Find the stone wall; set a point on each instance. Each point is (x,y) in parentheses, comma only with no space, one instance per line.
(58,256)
* * *
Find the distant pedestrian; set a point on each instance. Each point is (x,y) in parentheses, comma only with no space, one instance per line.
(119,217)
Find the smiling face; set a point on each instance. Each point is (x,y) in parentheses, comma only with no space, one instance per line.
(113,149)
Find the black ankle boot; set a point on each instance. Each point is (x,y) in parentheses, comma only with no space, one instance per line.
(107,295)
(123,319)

* ENUNCIADO:
Cuenta cuántas de las líneas de arriba contienen la palabra "space". Indica solo el número.

* SOLUCIÓN DESARROLLADA:
4